#### [DO THIS]
Give the number of lines in the items below that contain the string "sign", with case counting. Reply with the number alone.

#### [LISTED ENTRIES]
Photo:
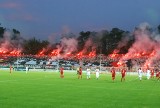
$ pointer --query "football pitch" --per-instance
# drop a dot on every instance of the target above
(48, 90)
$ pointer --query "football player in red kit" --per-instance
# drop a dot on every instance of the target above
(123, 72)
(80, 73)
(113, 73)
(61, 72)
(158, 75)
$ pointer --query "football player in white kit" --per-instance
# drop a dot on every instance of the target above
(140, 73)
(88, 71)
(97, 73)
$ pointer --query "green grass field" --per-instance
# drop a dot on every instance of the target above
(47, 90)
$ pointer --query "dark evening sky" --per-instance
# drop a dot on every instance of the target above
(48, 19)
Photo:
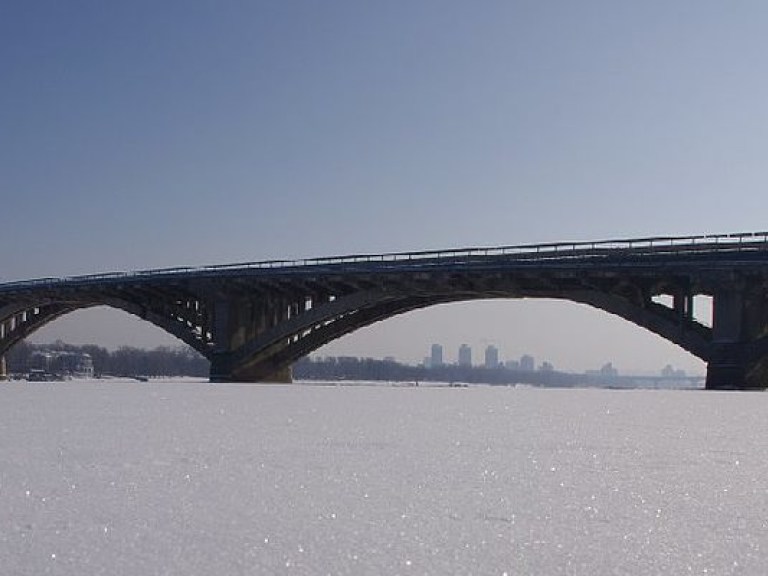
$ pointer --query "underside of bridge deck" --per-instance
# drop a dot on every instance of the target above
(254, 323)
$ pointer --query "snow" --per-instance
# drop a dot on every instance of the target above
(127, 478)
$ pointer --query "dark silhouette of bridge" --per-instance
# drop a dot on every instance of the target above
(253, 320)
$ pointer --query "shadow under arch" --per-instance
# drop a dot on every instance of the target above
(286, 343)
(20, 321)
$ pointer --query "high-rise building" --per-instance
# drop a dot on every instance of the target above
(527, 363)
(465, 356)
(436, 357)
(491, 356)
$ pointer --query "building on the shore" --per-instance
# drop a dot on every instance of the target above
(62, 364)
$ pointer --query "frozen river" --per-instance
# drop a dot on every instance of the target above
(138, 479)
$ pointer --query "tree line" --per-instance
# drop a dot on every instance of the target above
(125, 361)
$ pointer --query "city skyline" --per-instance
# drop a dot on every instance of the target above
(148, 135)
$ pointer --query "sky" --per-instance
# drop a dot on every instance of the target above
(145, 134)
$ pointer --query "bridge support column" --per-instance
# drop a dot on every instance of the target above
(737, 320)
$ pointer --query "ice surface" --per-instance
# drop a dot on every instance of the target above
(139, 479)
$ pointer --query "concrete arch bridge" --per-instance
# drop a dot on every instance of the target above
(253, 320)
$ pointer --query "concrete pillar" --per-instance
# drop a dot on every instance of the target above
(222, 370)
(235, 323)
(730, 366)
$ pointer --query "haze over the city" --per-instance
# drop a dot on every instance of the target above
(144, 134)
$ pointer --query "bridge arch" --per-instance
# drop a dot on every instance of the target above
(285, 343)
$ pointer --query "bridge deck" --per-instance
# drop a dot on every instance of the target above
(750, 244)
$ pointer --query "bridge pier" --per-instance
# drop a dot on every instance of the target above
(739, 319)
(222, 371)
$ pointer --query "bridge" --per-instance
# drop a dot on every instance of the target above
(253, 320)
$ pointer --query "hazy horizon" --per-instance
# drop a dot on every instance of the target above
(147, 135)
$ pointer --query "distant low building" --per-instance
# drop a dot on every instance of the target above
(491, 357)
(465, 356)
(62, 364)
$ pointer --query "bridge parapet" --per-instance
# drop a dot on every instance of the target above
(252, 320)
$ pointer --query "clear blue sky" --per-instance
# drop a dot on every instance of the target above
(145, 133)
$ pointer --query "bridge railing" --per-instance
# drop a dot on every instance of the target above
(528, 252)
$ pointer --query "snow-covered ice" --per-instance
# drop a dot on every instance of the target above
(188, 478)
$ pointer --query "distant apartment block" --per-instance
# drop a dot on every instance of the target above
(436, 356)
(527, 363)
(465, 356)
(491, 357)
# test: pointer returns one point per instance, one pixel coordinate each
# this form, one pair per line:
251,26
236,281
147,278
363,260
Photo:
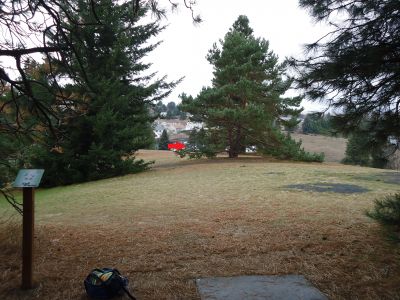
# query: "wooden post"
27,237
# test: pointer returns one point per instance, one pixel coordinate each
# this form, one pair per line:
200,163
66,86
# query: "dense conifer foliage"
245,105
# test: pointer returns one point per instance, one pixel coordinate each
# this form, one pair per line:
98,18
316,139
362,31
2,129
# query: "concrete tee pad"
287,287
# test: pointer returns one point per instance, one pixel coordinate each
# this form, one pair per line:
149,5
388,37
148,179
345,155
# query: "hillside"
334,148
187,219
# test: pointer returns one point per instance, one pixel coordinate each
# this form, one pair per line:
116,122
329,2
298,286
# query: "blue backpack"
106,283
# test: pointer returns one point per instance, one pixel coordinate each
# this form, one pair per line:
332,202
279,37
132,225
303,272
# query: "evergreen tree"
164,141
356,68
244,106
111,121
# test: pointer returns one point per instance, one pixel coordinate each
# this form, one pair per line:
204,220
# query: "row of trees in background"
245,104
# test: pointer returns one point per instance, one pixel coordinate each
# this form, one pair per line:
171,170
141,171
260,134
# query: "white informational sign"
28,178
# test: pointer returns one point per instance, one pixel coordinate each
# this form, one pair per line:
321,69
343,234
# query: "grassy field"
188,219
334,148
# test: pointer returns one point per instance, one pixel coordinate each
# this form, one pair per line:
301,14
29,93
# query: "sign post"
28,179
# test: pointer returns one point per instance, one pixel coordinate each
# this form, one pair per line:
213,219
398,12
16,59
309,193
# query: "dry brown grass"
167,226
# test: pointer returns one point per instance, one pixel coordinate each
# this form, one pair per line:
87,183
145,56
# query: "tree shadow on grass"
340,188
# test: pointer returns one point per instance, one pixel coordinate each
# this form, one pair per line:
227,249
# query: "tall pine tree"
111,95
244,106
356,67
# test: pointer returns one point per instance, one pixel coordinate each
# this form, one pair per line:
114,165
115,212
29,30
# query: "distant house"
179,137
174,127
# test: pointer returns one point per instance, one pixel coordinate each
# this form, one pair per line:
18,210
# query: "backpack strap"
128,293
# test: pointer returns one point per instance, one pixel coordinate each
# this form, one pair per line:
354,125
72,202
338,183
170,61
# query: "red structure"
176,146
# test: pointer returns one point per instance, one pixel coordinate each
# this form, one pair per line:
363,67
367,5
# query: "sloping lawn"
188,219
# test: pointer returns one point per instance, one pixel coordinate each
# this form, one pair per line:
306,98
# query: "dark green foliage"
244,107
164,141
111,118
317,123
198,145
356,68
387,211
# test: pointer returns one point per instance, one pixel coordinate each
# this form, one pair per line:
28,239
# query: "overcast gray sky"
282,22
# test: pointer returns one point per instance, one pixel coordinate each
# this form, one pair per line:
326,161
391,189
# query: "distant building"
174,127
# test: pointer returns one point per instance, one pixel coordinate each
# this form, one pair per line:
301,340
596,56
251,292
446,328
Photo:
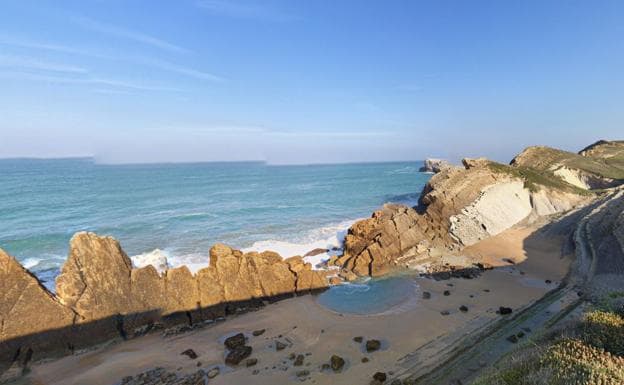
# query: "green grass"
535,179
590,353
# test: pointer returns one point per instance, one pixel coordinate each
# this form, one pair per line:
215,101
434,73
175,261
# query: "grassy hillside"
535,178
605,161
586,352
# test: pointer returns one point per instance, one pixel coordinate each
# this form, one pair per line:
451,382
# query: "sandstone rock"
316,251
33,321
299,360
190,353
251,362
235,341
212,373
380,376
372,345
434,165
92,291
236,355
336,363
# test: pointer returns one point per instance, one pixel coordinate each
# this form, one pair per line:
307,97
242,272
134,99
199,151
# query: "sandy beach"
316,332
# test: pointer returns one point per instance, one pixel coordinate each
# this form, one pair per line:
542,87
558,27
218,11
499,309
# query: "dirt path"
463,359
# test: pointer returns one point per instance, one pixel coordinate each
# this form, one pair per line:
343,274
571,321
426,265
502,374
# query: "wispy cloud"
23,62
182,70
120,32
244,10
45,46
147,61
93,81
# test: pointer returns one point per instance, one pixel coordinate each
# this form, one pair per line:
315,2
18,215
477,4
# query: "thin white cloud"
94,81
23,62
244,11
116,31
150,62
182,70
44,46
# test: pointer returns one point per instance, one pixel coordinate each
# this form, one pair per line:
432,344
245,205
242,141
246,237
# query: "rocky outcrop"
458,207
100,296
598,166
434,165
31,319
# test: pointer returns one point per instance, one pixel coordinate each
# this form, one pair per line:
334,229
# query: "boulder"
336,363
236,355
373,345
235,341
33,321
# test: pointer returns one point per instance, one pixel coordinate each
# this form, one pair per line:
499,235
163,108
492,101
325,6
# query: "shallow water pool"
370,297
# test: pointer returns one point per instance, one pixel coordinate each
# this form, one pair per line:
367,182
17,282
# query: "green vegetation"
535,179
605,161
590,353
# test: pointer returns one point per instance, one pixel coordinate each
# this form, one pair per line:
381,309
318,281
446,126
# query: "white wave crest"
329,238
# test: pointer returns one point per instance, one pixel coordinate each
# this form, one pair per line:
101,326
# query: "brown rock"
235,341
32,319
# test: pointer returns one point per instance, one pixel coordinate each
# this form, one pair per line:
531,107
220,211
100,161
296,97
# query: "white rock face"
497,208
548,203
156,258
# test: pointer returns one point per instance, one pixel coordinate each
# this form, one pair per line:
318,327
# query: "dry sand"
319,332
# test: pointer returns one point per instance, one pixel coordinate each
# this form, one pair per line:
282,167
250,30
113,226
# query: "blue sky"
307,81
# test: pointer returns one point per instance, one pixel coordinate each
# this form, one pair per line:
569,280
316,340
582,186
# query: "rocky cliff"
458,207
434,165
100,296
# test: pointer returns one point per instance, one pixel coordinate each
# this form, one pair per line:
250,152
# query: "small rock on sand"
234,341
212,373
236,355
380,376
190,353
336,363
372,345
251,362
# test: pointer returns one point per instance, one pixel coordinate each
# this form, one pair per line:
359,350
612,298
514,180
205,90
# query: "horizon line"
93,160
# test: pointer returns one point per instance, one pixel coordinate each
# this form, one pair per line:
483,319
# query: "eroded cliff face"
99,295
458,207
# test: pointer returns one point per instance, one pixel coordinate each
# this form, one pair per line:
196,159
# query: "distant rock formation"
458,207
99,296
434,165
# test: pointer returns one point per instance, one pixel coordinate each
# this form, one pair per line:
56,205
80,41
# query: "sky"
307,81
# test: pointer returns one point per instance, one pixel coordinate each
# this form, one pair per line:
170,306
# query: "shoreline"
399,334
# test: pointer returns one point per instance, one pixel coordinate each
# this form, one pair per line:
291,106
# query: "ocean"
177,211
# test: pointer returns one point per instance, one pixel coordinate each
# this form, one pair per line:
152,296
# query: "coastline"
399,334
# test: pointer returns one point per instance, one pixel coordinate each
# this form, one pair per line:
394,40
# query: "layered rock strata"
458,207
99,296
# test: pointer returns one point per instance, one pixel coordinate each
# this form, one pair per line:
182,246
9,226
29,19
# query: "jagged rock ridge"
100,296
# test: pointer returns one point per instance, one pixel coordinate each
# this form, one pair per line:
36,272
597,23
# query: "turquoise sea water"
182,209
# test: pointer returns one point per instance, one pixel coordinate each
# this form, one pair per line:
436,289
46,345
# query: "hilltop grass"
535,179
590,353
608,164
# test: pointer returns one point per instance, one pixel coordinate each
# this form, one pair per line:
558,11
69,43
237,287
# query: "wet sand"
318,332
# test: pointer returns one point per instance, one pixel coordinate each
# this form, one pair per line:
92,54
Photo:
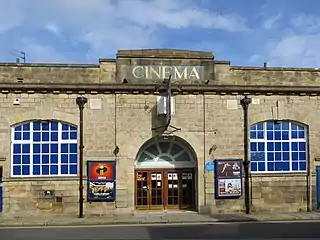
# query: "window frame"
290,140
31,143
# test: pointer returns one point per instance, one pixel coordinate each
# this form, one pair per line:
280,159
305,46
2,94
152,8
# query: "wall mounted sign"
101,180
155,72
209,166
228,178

#### [RESPONSE]
3